• SELECTED EXCERPT:
'''

New Source: JusticeNewsFlash.com
10/04/2013 // Justice News Flash: Featured Column // Kathleen Scanlan // (press release)
It’s only September but already 2013 is shaping up as a bad year for natural disasters in the United States. There have been devastating tornadoes in Oklahoma, wildfires all around the West, and more recently, massive flooding in Colorado. And hurricane season is only half over at this point. When hurricanes, tornados, floods, and massive wildfires strike, the federal government provides mightily in disaster relief. A report released in April says that Uncle Sam shelled out $136 billion in disaster aid between 2011 and 2013. That’s about $400 per household.
The report finds that costly catastrophes have risen dramatically over the past two decades. According to the National Oceanic and Atmospheric Administration, the number of “weather events” that exact over $1 billion in damage has risen from two per year in the 1980s to more than ten per year since 2010. Most Americans don’t quibble with disaster relief in theory. After Hurricane Katrina every American came to know what FEMA was supposed to do. It wasn’t a question of whether the government should be helping the hurricane victims. It was why the government wasn’t helping them fast enough.
As citizens and taxpayers, we expect the government to move in (we hope swiftly) after a disaster with food, clothing, and shelter to help with emergency needs. These programs address natural disasters and man-made ones, too, such as the giant BP oil spill on the Gulf of Mexico in 2010. Once the exigency has passed, the programs continue to provide important relief helping disaster victims to rebuild their lives, their homes and their businesses.

'''

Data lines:

'''

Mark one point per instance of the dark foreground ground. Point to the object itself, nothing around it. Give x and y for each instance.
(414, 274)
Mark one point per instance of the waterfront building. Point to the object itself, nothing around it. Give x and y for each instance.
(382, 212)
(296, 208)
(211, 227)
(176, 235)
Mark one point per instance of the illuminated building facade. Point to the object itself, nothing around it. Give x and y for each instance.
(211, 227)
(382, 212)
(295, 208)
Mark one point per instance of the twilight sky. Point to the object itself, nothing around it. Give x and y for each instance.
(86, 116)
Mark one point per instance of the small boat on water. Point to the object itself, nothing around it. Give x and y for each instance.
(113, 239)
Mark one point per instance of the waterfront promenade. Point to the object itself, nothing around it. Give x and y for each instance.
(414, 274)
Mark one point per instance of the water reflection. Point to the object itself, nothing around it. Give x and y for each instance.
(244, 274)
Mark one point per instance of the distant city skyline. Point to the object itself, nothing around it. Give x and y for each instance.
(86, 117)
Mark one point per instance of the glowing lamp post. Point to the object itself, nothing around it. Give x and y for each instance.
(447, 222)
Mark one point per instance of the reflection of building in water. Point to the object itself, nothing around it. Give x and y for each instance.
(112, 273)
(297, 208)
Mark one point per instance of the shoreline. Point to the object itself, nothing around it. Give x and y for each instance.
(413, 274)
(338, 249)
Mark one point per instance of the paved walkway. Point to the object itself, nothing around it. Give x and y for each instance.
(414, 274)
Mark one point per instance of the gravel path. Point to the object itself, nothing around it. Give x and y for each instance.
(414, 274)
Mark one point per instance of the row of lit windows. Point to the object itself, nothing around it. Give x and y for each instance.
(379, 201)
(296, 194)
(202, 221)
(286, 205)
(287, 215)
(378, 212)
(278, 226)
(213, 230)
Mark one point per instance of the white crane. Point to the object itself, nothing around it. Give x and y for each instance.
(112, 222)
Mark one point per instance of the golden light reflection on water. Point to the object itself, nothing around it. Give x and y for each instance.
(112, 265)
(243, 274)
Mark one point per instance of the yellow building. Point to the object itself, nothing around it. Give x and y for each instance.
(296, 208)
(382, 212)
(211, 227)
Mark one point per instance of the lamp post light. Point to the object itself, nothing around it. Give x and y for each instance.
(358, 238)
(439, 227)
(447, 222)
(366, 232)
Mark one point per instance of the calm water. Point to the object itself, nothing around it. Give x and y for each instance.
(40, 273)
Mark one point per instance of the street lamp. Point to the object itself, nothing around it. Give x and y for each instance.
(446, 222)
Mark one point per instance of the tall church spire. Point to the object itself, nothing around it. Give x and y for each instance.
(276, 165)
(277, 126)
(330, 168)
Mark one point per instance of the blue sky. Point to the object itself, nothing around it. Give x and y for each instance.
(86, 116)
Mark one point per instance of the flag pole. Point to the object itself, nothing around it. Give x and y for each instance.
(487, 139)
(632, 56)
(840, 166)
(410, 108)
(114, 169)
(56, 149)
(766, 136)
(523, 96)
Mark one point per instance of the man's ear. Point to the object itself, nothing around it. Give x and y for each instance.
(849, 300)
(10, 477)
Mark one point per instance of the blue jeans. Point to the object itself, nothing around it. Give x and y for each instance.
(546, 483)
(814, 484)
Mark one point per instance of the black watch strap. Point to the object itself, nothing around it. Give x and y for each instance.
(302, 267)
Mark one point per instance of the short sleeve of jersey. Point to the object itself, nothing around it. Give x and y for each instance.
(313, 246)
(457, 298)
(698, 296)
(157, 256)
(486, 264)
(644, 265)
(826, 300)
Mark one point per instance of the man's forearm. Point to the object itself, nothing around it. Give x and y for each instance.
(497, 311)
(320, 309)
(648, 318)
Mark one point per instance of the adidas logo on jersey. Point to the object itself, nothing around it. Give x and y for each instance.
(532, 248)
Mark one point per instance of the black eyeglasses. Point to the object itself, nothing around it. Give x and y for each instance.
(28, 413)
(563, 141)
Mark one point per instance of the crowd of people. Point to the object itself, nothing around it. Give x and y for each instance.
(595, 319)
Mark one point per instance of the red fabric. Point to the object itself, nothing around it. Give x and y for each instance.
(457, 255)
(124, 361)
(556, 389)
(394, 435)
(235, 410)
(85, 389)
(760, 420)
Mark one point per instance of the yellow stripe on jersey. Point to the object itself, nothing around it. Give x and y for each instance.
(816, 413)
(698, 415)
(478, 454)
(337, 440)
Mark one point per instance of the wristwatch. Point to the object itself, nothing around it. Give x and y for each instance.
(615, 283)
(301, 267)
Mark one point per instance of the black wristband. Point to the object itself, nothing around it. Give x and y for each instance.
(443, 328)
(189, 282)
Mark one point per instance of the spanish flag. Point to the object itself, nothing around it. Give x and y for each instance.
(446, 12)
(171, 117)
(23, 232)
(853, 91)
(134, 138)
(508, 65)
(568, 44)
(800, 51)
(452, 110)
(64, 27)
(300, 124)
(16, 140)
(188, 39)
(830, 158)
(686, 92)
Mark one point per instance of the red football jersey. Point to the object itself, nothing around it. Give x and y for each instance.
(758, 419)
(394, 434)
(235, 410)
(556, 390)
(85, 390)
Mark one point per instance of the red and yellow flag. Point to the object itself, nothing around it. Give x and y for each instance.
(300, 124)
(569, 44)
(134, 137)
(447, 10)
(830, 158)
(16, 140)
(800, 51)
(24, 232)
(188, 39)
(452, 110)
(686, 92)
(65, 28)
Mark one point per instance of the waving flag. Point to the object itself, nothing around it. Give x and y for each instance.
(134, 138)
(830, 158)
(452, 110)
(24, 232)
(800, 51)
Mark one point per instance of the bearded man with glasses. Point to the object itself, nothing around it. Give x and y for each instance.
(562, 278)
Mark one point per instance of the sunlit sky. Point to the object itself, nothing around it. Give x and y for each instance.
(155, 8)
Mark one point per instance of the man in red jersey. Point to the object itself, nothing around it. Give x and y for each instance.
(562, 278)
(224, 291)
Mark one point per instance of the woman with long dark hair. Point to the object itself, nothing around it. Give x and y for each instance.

'''

• DIRECTIONS:
• a. According to the disaster relief column, how much did the federal government pay out in disaster aid between 2011 and 2013?
• b. Decide whether each statement agrees with the disaster relief column, answering yes or no and quoting the deciding words: (i) Since 2010, weather events causing over $1 billion in damage have numbered more than ten per year. (ii) Hurricane season was over when the column was written. (iii) The relief programs deal only with natural disasters.
• c. Please carry the disaster relief column forward from its last sentence.
None of the lines have any bearing on this.

• ANSWERS TO THE EXERCISES:
• a. $136 billion, which is about $400 per household.

• b.
(i) Yes: "has risen from two per year in the 1980s to more than ten per year since 2010"
(ii) No: "And hurricane season is only half over at this point."
(iii) No: "These programs address natural disasters and man-made ones, too"

• c.
Unfortunately, when one of these disasters happens and the federal aid spigot gets turned on, shysters descend like ants at a picnic. The fraud was so wide-spread in the wake of Hurricane Katrina, in 2005, that the government established the National Center for Disaster Fraud (NCDF). Its purpose is to research, prosecute, and repel fraud associated with disaster relief programs. And it is not just FEMA that is at risk of being bilked. Medicare and Medicaid, too, are vulnerable. For example, these agencies often will fast-track reimbursements to beneficiaries when wheelchairs, motorized scooters, and other durable medical equipment have been lost or damaged in a flood or other disaster. This expedited claims process has become just one of the new avenues for fraudsters to submit bogus claims to the government in the wake of a disaster.
While it is not possible to predict what the next disaster will be, or where it will hit, one thing is certain. Some new fraud will emerge to skim whatever the government is giving out in relief. As with any fraud on the government, however, the more money drained from these programs the less money is available when the next disaster everyone knows is going to happen actually strikes. That’s why doctors, nurses, home health aides, pharmacy techs, or anyone else with evidence of health care fraud in the wake of a disaster, should consider becoming a whistleblower and filing a False Claims Act lawsuit on behalf of the federal government. When they report a case of disaster fraud, they aren’t just helping the victims of the calamity that’s already struck. They’re safeguarding precious resources for the victims of the disaster that no one has even contemplated yet.